▶ **Exercise requirements**: In the records below, take the lines starting at the one containing "Target: white dress shirt" and ending at the one containing "left=134, top=119, right=201, bottom=171". Substitute "button-down shirt" for "dress shirt", leave everything else unchanged, and give back only those lines.

▶ **Recorded information**:
========

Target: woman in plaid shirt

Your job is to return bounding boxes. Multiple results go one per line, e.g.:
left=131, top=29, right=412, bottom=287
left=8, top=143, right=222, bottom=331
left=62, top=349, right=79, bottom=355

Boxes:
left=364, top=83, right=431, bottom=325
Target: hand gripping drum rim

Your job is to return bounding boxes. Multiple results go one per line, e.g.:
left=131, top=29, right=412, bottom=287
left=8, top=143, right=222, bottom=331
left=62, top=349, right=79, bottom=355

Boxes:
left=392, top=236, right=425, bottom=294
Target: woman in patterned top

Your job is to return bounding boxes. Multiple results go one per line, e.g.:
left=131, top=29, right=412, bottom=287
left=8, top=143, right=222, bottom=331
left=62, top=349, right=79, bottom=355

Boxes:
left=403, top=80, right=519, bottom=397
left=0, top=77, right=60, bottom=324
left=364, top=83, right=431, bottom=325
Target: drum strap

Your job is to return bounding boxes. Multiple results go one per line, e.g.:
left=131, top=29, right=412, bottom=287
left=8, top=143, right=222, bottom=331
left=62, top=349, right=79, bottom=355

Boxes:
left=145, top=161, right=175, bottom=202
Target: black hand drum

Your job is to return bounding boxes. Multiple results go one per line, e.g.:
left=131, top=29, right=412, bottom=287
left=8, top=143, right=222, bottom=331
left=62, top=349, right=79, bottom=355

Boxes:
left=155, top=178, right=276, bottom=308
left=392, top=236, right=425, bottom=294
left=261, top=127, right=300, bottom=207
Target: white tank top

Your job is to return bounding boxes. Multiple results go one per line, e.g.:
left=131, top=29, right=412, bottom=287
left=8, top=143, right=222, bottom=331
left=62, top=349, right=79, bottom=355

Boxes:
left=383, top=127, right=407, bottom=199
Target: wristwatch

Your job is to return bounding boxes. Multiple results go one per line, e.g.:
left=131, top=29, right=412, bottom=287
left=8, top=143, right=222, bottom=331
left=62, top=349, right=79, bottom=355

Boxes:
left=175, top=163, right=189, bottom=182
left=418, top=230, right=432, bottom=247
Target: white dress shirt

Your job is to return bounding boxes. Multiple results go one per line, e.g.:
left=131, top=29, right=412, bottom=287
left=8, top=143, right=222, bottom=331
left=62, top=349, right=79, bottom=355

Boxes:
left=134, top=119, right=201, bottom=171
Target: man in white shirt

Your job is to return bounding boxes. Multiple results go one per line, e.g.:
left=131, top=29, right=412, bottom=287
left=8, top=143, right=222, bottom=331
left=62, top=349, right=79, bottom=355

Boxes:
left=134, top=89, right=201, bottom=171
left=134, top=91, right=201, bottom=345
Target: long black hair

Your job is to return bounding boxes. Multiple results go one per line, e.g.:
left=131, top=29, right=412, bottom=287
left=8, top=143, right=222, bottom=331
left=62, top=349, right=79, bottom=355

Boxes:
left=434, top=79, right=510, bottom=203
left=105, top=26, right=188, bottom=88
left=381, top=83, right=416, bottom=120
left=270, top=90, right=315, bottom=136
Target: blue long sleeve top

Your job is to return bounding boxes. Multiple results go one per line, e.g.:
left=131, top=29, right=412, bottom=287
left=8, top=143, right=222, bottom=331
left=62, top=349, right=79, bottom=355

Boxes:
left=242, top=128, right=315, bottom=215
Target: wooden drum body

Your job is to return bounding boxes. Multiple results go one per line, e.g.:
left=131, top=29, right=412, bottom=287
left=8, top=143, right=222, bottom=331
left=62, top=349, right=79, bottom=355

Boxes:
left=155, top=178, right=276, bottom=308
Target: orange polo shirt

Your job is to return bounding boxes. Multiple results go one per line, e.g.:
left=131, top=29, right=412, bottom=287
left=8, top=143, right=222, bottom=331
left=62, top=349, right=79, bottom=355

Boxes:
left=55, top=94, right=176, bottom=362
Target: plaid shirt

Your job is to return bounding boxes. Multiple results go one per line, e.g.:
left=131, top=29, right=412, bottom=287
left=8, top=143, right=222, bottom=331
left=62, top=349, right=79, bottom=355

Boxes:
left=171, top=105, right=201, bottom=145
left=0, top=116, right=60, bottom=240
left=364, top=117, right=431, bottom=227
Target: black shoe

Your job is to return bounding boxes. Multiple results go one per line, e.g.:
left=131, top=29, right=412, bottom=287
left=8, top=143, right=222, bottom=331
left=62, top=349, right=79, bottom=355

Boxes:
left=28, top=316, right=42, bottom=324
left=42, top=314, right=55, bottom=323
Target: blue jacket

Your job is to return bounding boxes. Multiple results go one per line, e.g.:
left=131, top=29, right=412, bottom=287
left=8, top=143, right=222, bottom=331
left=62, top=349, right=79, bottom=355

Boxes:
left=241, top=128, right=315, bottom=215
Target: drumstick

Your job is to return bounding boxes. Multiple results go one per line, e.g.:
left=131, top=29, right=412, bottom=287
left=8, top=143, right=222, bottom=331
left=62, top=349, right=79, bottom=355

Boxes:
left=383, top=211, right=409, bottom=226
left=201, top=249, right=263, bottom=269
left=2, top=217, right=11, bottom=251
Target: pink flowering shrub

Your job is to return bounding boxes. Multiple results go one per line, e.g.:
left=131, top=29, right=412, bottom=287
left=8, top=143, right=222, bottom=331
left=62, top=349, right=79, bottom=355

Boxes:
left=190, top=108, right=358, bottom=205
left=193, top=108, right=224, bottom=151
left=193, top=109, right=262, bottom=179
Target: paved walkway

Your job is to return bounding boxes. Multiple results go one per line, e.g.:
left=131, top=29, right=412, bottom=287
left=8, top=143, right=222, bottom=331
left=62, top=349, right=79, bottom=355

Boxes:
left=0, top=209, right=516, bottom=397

========

▶ **Problem solution**:
Target: white button-down shirt

Your job is to return bounding boxes. Multiple results go one per line, e.g.:
left=131, top=29, right=412, bottom=287
left=8, top=143, right=222, bottom=331
left=62, top=349, right=79, bottom=355

Boxes:
left=134, top=119, right=201, bottom=171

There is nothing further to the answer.